§ **Excerpted passage**

## Start

I learned how to work less while identifying and nailing goals I never thought possible. I learned how to feel calm, confident, and a sense of ease at work. So if you're a high achiever who wants to achieve big goals but doesn't even think it's possible unless you work a gajillion hours or doesn't even think big goals are possible in any way, shape, or form, this podcast is for you. 

I keep it simple. You'll learn the neuroscience based cognitive tools I and my clients use daily to work less while achieving more than they ever imagined. Quick side note, you'll run the risk of being passionately in love with your career. 

Sarah Moody: 

Okay, rockstars. How are y'all doing today? I'm so excited. We're going to talk today about how to navigate heartbreak. Part two. I did part one last week, so best to start there before you dive into part two. And before we get started with the podcast. You know what I'm going to say. A huge favor. If you love the podcast and you're learning tools, please, thank you so much for reviewing the podcast on iTunes because your reviews help others find these tools.

So I love what I teach. I teach a set of tools, call thought work. And yes, I use them every darn day on myself. And just a quick refresher. Um, thought work is about choosing how you want to think on purpose and then creating that in your life Thought work helps you show up and live in the human experience, such as heartbreak, what I'm going to talk about today, so that it serves you.

And as I mentioned in part, one thought work is not to be used for thoughts, swapping, or to beat yourself up and make things that happen in your life, mean something negative about you thought work is about choosing what you want to think on purpose, what you want to believe about yourself that feels believable.

Okay. So let's talk about navigating heartbreaks. So, you know, One of the things that I could have done is my romantic relationship ended, you know, for me kind of quickly, and there was betrayal involved and I could have made the betrayal in my romantic relationship, mean a bunch of different things. I'm not funny enough, I'm not fun enough or some other bullshit and not.

And what was so amazing about having our tools, our thought work tools is when this happened. I went back to the, what I know in my bones to be true about me and about you and your. That we are all a hundred percent perfectly imperfect, and we're all doing our best. And I really truly believe that. So when this circumstance in my life changed, I went to this place of life.

Beliefs about myself and how much I love about myself and how amazing I am. And funny I am and smart. I am and fun. I am. And all the other things I had to talk back to my brain. Right. And really go back to my beliefs. And it was pretty quick. I only had like a few moments where I kind of went down that, you know, kind of negative talks.

And here's how I feel, you know, seven days after doing the simple steps I've shared, I'm going to share with you below. I feel, I feel ease. I feel sense of ease, calm, comfort, power. You know, I've really, as I shared last week, I've been practicing a lot of feeling, the feelings of anger and sadness. And fear and sorrow the loss and feeling those vibrations every day.

## End

§ **Given problem A**
In the podcast transcript, what does the speaker call the set of tools she teaches?
§ **Given problem B**
Translate this sentence from the podcast transcript into Spanish: "I learned how to feel calm, confident, and a sense of ease at work."
§ **Given problem C**
Return the part of the podcast transcript from "I learned how to work" to "is for you.", copied word for word.
The listing that comes next is separate material, unrelated to the podcast transcript.

§ **Dataset section**
## Start

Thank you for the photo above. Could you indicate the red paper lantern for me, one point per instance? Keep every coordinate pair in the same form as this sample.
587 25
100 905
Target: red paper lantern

## End

§ **Answer A**
Thought work.

§ **Answer B**
Aprendí a sentir calma, confianza y una sensación de tranquilidad en el trabajo.

§ **Answer C**
I learned how to work less while identifying and nailing goals I never thought possible. I learned how to feel calm, confident, and a sense of ease at work. So if you're a high achiever who wants to achieve big goals but doesn't even think it's possible unless you work a gajillion hours or doesn't even think big goals are possible in any way, shape, or form, this podcast is for you.